**DIRECTIVE:** Reproduce the entries below, swapping every "instance" for "occurrence" and leaving everything else as it is.

(Collection entries)

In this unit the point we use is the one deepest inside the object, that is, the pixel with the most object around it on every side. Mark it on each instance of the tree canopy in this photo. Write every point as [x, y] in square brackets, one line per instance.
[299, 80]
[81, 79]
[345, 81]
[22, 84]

**FULL OUTPUT:**
In this unit the point we use is the one deepest inside the object, that is, the pixel with the most object around it on every side. Mark it on each occurrence of the tree canopy in this photo. Write every point as [x, y] in square brackets, one line per occurrence.
[299, 80]
[81, 79]
[345, 81]
[22, 84]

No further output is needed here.